*** Trecho ***

Cremos que há no mercado profissionais com igual capacidade técnico-científico que acorrerão a um procedimento licitatório devidamente instruído e ao qual seja dado a devida publicidade.
"Veja-se que a expressão de natureza singular comanda a inteligência da norma. Não basta que o profissional ou a empresa tenham notória especialização. É indispensável que os serviços técnicos sejam de natureza singular. Vamos à definição do vocábulo:
Singular (Aurélio) – do latim singulare – Adj. 2 g. Pertencente ou relativo a um; único, particular, individual... especial, raro, extraordinário... Diz-se do número que indica uma coisa ou pessoa...
Ora, certamente não se considera de natureza singular aquilo que pode ser executado por numerosos profissionais ou empresas.
Caso o legislador não pretendesse conjugar a notória especialização do profissional ou empresa com a natureza inédita ou incomum do serviço a ser prestado, teria simplesmente omitido a expressão natureza singular no dispositivo mencionado. Pois singular, inédito, incomum são, na verdade, sinônimos. É princípio comezinho de hermenêutica que a Lei não deve conter expressões supérfluas ou desnecessárias (verba cum effectu sunt accipienda). Se o dispositivo alude à natureza singular, este fato teria de ser levado em consideração ao interpretar-se a norma." (5) (destaques no original).
Por fim, afastada a notória especialização exigida, bem como a natureza singular do objeto do contrato, nada justifica a inexigibilidade do procedimento licitatório, nos termos do art. 13, §1º da Lei nº8.666/93, que dispõe:
"§1º. Ressalvados os casos de inexigibilidade de licitação, os contratos para a prestação de serviços técnicos profissionais especializados deverão, preferencialmente, ser celebrados mediante a realização de concurso, com estipulação prévia de prêmio ou remuneração."

*** Amostras de dados ***

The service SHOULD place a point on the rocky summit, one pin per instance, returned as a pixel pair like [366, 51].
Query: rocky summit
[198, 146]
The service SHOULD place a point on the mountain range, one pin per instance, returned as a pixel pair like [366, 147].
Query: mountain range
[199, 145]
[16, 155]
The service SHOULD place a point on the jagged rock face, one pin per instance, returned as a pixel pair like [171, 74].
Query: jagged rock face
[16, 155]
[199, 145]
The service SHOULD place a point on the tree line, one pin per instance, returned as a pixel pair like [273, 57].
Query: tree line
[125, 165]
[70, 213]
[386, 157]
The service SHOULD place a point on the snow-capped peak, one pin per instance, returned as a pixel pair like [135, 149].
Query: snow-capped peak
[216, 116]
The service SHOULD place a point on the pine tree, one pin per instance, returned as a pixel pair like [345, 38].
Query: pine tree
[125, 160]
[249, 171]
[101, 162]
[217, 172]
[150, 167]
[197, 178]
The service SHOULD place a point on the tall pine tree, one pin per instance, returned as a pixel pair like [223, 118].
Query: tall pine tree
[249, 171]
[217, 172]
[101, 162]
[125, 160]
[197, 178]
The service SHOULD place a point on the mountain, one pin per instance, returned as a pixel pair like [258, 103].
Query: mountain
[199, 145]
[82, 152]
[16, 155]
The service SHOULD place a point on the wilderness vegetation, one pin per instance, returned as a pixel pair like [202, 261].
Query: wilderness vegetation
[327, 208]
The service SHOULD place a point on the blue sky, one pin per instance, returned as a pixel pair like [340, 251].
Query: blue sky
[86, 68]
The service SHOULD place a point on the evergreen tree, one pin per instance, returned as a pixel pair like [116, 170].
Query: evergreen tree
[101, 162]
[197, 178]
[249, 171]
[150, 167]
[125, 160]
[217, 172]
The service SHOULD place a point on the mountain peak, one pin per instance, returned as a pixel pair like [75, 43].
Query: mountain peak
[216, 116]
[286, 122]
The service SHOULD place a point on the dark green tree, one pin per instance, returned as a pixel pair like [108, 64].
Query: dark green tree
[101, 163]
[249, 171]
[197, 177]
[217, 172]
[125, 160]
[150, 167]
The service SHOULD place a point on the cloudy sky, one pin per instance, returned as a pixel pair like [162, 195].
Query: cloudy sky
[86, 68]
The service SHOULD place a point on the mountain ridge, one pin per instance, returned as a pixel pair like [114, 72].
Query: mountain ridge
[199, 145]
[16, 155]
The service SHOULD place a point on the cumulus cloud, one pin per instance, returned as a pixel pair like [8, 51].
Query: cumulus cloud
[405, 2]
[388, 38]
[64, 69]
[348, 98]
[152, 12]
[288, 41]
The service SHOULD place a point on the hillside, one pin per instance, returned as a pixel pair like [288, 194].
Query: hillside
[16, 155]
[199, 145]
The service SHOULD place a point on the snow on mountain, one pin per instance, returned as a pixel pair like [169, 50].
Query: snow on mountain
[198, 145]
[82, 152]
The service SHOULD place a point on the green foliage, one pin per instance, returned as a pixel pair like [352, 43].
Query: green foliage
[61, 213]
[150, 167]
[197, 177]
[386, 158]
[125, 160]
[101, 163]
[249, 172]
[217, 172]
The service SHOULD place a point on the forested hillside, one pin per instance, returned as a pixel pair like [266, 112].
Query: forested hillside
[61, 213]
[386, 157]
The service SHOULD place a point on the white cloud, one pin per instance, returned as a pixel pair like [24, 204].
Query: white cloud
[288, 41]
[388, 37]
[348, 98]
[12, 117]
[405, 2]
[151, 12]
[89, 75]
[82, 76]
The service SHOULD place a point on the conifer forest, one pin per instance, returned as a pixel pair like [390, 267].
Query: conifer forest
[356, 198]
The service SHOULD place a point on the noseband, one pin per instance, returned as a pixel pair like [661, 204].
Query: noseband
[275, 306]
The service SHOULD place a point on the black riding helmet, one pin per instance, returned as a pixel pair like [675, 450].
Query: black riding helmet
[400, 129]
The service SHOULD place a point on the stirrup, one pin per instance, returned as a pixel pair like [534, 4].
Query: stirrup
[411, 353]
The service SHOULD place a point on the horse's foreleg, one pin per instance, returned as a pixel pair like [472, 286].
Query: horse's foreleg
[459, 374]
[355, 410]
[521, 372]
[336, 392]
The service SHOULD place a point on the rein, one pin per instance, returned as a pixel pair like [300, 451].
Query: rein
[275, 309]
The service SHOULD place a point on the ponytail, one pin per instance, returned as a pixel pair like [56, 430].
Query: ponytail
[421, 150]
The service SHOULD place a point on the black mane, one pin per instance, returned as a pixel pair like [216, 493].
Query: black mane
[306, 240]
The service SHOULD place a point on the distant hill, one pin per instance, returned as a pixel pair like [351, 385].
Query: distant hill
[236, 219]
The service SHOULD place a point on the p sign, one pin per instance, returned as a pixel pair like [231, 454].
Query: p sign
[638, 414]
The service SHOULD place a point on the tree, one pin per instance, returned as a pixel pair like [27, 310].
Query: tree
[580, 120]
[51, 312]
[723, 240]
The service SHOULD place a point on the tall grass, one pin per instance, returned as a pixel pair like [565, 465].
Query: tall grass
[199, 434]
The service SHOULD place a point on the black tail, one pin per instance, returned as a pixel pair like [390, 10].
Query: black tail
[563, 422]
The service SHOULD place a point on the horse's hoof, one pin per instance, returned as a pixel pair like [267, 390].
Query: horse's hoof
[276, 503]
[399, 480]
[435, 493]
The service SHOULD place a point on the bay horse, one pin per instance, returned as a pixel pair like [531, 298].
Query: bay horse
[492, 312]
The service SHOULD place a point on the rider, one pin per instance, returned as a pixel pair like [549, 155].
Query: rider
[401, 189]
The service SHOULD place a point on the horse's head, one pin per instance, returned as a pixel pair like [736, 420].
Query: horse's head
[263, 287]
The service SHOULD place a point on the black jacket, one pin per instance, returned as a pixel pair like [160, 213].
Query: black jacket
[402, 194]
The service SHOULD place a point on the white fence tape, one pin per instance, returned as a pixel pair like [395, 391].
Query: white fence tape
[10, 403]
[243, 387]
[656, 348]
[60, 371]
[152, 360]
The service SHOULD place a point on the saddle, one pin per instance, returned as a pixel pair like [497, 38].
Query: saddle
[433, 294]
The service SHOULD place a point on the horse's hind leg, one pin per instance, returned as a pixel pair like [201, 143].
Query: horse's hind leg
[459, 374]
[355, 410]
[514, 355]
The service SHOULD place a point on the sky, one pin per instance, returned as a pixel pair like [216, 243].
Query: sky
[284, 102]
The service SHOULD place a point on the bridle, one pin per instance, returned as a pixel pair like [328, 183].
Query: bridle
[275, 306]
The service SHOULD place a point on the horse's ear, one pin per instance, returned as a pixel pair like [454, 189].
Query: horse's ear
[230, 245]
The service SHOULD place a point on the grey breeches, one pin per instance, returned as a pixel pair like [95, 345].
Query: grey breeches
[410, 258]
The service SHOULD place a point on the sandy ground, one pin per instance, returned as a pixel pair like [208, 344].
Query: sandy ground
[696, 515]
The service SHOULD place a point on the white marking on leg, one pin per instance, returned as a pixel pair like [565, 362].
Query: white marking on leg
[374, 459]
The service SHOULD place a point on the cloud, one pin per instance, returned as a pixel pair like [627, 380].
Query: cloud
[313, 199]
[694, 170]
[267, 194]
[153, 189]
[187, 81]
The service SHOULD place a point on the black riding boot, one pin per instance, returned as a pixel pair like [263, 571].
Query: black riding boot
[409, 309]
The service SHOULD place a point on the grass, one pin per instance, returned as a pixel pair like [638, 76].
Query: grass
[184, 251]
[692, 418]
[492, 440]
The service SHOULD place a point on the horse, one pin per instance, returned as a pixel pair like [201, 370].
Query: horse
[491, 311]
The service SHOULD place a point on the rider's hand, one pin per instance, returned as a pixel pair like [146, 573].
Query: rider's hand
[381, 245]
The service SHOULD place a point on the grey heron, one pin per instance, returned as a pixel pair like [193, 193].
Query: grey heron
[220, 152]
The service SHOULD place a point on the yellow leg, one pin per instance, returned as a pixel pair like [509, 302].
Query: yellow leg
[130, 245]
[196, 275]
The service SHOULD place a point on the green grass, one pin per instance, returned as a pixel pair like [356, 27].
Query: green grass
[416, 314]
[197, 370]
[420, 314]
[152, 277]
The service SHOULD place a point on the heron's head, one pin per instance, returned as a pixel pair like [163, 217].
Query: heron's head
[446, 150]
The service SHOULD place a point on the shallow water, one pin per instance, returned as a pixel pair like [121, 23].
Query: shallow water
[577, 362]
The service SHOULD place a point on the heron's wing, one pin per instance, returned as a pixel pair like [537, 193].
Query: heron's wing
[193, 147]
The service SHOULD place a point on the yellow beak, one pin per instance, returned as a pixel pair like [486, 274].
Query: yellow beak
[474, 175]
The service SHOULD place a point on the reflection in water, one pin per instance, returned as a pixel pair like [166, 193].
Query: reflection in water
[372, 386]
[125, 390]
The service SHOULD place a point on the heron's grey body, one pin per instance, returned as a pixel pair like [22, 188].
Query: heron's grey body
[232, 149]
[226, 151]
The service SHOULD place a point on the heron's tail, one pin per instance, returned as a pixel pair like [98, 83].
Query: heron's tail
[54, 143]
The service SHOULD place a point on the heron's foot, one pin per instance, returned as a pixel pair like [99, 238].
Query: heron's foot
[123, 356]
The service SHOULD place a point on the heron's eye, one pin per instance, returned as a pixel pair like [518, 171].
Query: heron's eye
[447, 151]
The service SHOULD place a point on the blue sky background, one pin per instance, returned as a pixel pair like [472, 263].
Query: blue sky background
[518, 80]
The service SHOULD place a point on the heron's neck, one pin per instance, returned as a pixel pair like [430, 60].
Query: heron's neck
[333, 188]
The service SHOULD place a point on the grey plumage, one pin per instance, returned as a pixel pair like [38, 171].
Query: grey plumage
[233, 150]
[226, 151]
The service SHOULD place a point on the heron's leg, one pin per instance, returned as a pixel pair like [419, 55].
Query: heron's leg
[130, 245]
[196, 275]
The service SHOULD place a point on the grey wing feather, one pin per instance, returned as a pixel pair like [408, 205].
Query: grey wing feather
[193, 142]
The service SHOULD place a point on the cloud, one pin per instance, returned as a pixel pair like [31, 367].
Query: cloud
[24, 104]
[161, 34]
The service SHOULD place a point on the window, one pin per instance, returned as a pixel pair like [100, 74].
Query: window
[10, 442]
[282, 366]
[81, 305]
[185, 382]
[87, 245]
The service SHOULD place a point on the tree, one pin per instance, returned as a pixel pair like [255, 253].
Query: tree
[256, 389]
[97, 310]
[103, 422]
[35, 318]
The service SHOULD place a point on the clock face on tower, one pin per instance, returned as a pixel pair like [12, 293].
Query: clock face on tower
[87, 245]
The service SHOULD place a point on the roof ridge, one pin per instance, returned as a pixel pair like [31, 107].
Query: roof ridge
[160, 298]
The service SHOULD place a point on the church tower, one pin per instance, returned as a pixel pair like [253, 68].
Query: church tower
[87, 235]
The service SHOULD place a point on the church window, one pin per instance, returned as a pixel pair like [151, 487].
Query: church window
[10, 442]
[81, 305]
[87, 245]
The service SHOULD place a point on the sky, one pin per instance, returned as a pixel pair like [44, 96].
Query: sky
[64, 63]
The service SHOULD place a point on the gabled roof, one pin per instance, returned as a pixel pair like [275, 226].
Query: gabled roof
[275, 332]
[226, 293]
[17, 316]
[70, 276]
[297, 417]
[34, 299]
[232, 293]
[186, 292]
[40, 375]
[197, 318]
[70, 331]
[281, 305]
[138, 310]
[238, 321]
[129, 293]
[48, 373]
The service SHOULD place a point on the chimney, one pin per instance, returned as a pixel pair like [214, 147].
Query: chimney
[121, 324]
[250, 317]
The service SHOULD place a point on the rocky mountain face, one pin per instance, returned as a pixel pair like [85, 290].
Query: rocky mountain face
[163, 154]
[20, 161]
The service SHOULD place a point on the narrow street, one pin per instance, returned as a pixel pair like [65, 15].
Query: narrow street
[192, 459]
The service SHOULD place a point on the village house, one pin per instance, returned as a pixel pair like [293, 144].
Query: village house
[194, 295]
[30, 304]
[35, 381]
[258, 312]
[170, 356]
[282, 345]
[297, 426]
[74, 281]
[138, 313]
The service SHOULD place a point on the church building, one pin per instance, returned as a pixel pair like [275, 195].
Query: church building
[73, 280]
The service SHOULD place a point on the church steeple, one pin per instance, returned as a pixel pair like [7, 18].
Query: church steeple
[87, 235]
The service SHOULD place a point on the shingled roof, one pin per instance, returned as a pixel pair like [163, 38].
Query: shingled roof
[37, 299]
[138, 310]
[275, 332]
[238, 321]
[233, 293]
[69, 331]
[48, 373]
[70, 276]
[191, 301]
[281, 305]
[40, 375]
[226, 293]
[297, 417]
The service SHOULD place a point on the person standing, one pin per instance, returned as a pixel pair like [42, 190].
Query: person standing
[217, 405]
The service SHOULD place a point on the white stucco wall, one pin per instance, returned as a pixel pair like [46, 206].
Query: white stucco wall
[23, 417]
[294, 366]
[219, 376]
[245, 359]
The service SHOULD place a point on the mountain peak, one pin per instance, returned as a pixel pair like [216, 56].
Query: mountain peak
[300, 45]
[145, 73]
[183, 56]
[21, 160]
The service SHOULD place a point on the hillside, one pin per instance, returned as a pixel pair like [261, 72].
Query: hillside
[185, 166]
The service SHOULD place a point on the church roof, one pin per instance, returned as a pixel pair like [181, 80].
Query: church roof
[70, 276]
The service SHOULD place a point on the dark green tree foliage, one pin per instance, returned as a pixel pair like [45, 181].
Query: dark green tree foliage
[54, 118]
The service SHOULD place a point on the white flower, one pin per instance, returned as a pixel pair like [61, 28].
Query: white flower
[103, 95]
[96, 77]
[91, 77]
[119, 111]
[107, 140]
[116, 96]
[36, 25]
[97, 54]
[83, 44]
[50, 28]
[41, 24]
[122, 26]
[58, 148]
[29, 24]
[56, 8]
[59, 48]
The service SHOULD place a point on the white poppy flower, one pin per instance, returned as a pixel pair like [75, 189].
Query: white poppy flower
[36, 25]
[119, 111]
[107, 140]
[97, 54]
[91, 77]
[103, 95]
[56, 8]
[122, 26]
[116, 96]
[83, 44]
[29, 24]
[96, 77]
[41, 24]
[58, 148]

***

Instruções
[A] Reproduza a parte do trecho entre "Cremos que há" e "a devida publicidade.", inclusive.
[B] Segundo o trecho, quais três palavras são, na verdade, sinônimos?
As linhas são um material separado do trecho.

Respostas
[A]
Cremos que há no mercado profissionais com igual capacidade técnico-científico que acorrerão a um procedimento licitatório devidamente instruído e ao qual seja dado a devida publicidade.

[B] Singular, inédito e incomum.